Double Seventh Day: China’s Valentine’s Day
Today is August 25, 2020. The seventh day of the seventh lunar month. Today is also Chinese Double Seventh Festival: Qi xi Festival. It’s Chinese Valentine’s day, according to a traditional festival handed down about the love between fairies and cowherd boys. Double Seventh Day: China’s Valentine’s Day
The festival began to be celebrated around 206 ad. On May 20, 2015, Qixi Festival was listed in the national intangible cultural heritage list by the State Council of China. Many traditional customs are being re mentioned and given new meanings.

Legend of Qixi Festival
A fairy came to the place where human beings lived by chance. She fell in love with a young cattle herding boy. They were married, the fairy could weave, her husband herded cattle, and they lived a simple and happy life. Two or three years later, the fairy gave birth to a boy and a girl. But the fairy’s mother, fairy queen, found them and forced her daughter to leave her husband. The herder went after his wife with two children. But the fairy queen separated them with the Milky way. They are only allowed to meet on July 7 every year.

Segmentation annotation records:

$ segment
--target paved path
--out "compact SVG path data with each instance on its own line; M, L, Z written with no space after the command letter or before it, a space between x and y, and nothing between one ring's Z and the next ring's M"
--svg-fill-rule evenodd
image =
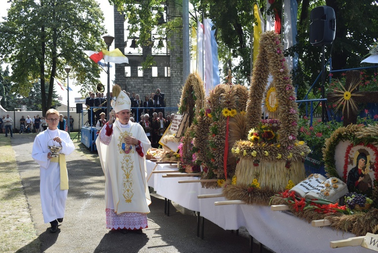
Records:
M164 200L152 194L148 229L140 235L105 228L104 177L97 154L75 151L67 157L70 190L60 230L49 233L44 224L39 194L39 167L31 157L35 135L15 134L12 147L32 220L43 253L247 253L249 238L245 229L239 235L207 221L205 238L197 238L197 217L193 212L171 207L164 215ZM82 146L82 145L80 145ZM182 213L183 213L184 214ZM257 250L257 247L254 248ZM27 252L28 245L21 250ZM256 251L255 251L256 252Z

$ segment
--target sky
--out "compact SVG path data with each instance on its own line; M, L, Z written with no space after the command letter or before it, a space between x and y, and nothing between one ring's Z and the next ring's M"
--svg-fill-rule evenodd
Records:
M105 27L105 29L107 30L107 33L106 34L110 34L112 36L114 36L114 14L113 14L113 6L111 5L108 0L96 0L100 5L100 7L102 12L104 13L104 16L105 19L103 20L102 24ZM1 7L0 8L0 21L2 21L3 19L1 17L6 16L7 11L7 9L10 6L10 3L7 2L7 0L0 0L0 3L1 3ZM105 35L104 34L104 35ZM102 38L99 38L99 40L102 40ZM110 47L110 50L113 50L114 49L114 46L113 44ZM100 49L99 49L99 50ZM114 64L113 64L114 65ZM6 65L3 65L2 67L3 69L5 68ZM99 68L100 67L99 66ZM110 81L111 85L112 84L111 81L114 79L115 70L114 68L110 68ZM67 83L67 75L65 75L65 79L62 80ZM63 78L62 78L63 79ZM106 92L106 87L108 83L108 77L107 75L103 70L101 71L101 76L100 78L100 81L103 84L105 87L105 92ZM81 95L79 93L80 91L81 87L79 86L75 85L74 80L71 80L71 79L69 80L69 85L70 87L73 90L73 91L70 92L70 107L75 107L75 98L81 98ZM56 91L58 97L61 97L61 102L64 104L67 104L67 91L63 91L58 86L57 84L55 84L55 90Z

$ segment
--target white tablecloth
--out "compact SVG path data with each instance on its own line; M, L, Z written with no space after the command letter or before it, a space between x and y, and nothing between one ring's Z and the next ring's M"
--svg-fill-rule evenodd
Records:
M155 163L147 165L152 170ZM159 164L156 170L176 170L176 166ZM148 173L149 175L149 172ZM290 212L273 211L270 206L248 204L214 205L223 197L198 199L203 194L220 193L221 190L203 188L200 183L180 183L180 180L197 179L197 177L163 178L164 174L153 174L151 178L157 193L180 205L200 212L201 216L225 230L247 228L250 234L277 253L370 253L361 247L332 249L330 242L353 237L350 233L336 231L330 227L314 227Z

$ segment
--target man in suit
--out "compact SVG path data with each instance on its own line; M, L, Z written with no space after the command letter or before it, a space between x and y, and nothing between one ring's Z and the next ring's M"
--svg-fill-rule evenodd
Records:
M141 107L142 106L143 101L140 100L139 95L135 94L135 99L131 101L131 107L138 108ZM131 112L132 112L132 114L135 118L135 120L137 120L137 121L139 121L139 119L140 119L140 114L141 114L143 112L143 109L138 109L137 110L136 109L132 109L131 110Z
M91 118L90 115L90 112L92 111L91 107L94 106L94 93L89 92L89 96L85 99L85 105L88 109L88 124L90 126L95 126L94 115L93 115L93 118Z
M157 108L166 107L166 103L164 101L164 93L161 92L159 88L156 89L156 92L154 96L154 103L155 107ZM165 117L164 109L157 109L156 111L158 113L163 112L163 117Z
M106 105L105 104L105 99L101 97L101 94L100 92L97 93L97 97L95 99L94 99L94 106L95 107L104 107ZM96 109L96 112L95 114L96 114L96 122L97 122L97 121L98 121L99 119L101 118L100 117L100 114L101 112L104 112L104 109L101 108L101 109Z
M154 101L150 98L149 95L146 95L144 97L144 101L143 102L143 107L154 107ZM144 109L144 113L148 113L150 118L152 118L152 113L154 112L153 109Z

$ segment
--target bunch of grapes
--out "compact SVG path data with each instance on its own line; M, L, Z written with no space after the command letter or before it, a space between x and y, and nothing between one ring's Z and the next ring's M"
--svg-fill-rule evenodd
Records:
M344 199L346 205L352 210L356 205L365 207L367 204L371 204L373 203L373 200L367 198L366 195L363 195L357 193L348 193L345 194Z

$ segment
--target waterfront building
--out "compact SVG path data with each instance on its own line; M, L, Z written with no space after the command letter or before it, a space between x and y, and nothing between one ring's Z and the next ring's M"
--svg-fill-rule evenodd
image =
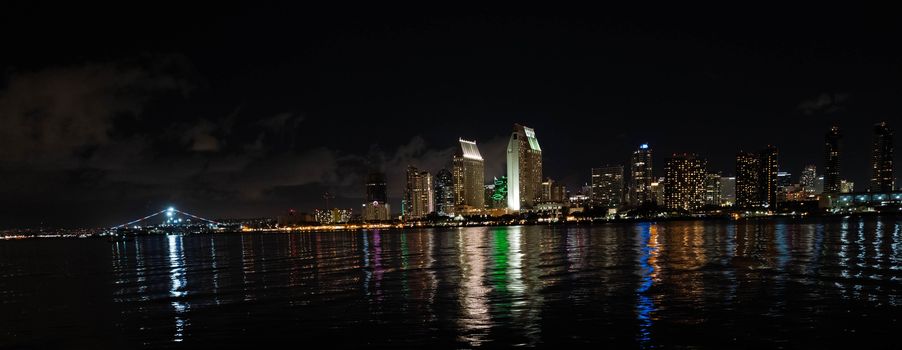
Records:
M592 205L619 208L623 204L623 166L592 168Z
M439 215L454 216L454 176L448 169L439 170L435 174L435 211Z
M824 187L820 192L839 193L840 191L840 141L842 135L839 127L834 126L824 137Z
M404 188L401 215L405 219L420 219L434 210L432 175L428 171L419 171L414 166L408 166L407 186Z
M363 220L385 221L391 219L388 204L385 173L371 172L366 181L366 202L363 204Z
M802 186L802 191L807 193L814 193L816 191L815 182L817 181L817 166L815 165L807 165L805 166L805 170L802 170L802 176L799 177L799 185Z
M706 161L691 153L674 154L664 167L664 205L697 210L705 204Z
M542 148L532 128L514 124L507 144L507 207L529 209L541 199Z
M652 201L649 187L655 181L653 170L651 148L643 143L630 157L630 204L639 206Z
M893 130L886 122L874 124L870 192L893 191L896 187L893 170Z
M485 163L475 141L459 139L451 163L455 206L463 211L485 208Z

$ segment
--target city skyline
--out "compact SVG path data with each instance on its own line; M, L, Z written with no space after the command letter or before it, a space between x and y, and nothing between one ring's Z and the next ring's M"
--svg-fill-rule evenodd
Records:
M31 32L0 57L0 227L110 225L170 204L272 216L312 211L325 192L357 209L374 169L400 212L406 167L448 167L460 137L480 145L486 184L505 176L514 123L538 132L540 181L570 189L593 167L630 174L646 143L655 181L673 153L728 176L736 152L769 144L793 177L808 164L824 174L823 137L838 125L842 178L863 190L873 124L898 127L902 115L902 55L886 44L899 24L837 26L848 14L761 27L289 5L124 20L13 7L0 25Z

_PROBLEM SET_
a) Report how many lines of the listing contain the string "target". Give only the number.
b) Resume the Qixi Festival text after its last sentence.
The text and the listing have no connection to each other.

_RESPONSES IN ORDER_
a) 7

b)
So on July 7, magpies flew in one after another to build a magpie bridge to let the couple meet.

Qixi Festival and the stars
In Chinese mythology, the fairy and the cowherd became two bright stars in the summer sky. That is what Westerners often say: Vega and Altair. Double Seventh Day: China’s Valentine’s Day

Here is a love poem written by an ancient Chinese poet. It’s very popular. Middle school students in China can recite it.

Clouds float like works of art;
Stars shoot with grief at heart.
Across the Milky Way the Cowherd meets the fairy
When Autumn’s Golden wind embraces Dew of Jades,
All the love scenes on earth,however many, fade
Their tender love flows like a stream;
This happy date seems but a dream.
Can they bear a separate homeward way?
If love between both sides can last for aye,
Why should we stay together night and day?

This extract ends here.